Malawi jetgate: Cabinet did not approve barter trade

Malawi cabinet approved the sale of a luxury 14-seater presidential jet but never authorised barter trade, senior cabinet minister who Nyasa Times asked have disclosed.

Finance Minister Maxwell Mkwezalamba said the $15 million (about K6.3 billion) proceeds from the jet sale never went into government’s consolidated account and instead the Attorney General facilitated the transfer of the funds from Bohnox Enterprises, which bought the jet, to South African arms firm Paramount Group, Africa’s largest private defence firm, its mother company.

“Cabinet agreed with the decision to sale the jet but there was no talk of the plane being a=bartered,” said a cabinet minister (name shielded as he was speaking on condition of anonymity).

Finance Minister Mwezalamba and Reserve Bank of Malawi Governor Charles Chuka: No jet cash in Account Number One
Finance Minister Mwezalamba and Reserve Bank of Malawi Governor Charles Chuka: No jet cash in Account Number One

Another Minister collaborated: “We resolved at Cabinet to divide money for maize, drugs and military equipment but no barter trade.”

The cabinet sources said how the money was to come into Account Number One of Malawi government at the Reserve Bank of Malawi was left with Chief Secretary in the a Office of the President and Cabinet (OPC), former Finance Minister Ken Lipenga, the then secretary to treasury Radson Mwadiwa, Attorney General Anthony Kamanga and the President.

Mkwezalamba told a news conference that jet was bartered with military equipment for United Nations (UN) peacekeeping missions and that funds then were relocated to buy drugs and maize.

Fears had been raised that the jet sale proceeds may have been embezzled.

Mkwezalamba confirmed “no single kwacha came to Malawi.”

But government still owes Paramount Group $4 million in arrears after it subtracted $15 million from the sale of the jet.

DATA SECTION:
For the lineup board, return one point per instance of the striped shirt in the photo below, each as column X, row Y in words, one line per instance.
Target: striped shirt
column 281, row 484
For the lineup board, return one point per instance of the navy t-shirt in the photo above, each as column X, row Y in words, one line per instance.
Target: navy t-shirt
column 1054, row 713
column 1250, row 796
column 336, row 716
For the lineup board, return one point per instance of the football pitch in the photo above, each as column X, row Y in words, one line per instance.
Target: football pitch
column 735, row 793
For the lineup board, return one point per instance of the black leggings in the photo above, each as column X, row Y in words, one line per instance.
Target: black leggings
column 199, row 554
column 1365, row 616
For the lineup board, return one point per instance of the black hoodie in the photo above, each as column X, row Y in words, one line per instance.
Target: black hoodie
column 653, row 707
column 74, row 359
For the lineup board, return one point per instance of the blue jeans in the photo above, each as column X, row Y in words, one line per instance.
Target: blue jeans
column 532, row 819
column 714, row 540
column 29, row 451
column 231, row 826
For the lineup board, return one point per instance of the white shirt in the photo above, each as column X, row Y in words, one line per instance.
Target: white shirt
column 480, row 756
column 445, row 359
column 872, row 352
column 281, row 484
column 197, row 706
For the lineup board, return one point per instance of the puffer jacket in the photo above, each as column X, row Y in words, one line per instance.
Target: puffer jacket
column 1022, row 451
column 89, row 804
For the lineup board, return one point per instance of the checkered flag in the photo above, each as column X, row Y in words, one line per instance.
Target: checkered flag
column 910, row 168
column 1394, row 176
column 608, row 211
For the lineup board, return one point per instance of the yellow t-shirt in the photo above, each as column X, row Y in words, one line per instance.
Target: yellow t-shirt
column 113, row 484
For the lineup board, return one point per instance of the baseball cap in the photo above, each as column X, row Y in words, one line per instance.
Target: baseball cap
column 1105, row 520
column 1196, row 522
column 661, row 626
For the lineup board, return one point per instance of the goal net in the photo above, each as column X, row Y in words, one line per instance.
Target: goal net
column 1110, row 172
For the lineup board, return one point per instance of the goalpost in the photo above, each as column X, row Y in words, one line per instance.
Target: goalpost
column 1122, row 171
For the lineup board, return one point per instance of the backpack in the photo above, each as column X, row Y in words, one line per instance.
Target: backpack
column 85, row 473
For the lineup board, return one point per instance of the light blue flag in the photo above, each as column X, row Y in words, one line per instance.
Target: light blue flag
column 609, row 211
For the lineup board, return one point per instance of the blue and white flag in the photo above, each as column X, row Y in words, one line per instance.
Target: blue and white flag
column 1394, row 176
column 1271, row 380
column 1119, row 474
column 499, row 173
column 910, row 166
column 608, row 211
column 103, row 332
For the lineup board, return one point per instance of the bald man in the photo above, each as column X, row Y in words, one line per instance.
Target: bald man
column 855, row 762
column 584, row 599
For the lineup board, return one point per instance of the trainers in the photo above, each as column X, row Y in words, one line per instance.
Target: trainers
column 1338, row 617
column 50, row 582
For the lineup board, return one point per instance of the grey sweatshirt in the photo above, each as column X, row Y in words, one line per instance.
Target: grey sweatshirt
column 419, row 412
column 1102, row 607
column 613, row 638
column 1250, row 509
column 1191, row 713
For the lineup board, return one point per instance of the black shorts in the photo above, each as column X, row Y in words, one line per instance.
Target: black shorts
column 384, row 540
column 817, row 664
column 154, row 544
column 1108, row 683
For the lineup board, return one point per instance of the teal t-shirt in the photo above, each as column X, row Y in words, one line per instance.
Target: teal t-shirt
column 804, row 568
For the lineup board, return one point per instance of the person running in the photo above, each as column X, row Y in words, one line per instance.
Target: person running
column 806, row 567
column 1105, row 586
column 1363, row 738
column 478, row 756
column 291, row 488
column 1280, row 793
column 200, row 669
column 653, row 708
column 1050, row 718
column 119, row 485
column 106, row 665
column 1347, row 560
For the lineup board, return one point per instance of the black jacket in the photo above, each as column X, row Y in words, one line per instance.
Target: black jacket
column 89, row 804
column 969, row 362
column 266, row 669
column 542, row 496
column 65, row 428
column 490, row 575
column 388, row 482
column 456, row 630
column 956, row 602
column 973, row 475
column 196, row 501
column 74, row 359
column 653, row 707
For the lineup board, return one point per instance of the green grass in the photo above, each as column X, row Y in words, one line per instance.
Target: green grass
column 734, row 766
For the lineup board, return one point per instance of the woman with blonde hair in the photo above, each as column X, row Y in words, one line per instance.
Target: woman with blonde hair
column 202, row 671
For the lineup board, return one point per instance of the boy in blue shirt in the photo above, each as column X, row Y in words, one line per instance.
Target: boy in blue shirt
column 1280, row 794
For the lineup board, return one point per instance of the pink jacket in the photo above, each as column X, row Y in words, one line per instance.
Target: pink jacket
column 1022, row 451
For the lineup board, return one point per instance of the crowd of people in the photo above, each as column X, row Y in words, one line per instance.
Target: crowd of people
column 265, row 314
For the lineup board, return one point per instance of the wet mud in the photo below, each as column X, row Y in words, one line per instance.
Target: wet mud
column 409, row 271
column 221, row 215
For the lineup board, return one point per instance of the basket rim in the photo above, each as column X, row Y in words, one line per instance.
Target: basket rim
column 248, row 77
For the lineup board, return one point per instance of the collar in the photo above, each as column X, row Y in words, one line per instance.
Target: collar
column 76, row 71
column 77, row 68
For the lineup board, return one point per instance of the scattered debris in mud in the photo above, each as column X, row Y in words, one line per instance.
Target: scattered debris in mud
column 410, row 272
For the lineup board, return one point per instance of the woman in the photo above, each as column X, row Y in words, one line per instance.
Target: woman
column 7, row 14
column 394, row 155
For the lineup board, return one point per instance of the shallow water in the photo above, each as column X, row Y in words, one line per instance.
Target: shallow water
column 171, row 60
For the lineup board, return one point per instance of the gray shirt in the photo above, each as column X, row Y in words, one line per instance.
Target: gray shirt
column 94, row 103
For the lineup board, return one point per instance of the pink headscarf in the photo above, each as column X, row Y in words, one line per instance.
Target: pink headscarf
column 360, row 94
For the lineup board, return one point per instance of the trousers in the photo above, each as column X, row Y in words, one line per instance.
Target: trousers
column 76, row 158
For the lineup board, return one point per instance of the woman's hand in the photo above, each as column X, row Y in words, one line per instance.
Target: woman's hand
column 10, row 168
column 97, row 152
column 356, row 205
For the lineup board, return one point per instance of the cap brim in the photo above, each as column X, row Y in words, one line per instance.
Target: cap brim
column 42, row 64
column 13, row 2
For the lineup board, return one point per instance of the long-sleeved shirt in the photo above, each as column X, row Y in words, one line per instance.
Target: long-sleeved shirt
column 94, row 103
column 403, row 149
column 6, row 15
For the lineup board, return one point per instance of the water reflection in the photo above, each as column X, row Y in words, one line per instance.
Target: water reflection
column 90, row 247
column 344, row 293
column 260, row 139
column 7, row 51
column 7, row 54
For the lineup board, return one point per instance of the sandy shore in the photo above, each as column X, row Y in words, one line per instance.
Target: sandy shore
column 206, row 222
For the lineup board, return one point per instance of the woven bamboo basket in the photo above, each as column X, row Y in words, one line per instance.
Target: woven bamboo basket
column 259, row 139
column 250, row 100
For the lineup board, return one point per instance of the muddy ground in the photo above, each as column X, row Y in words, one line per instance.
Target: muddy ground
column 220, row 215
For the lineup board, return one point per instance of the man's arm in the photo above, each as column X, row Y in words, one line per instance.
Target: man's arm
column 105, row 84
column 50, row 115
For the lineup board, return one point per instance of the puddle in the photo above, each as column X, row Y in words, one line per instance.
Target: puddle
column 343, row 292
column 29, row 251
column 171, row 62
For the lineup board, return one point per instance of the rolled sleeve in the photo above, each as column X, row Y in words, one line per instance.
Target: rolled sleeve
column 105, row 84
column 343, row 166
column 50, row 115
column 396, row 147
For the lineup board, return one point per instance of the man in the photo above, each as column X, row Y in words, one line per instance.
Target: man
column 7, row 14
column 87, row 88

REQUIRED ACTIONS:
• 1. Say whether each statement agrees with the Malawi jet article, answering yes or no and quoting the deciding words. (a) Cabinet approved selling the presidential jet. (b) The money from the jet sale went into the government's consolidated account. (c) The government still owes Paramount Group $4 million.
• 2. Write out the part of the Malawi jet article from "Finance Minister Maxwell" up to and including "condition of anonymity).".

PROBLEM SOLUTIONS:
• 1.
(a) Yes: "Malawi cabinet approved the sale of a luxury 14-seater presidential jet"
(b) No: "never went into government’s consolidated account"
(c) Yes: "government still owes Paramount Group $4 million in arrears"

• 2.
Finance Minister Maxwell Mkwezalamba said the $15 million (about K6.3 billion) proceeds from the jet sale never went into government’s consolidated account and instead the Attorney General facilitated the transfer of the funds from Bohnox Enterprises, which bought the jet, to South African arms firm Paramount Group, Africa’s largest private defence firm, its mother company.

“Cabinet agreed with the decision to sale the jet but there was no talk of the plane being a=bartered,” said a cabinet minister (name shielded as he was speaking on condition of anonymity).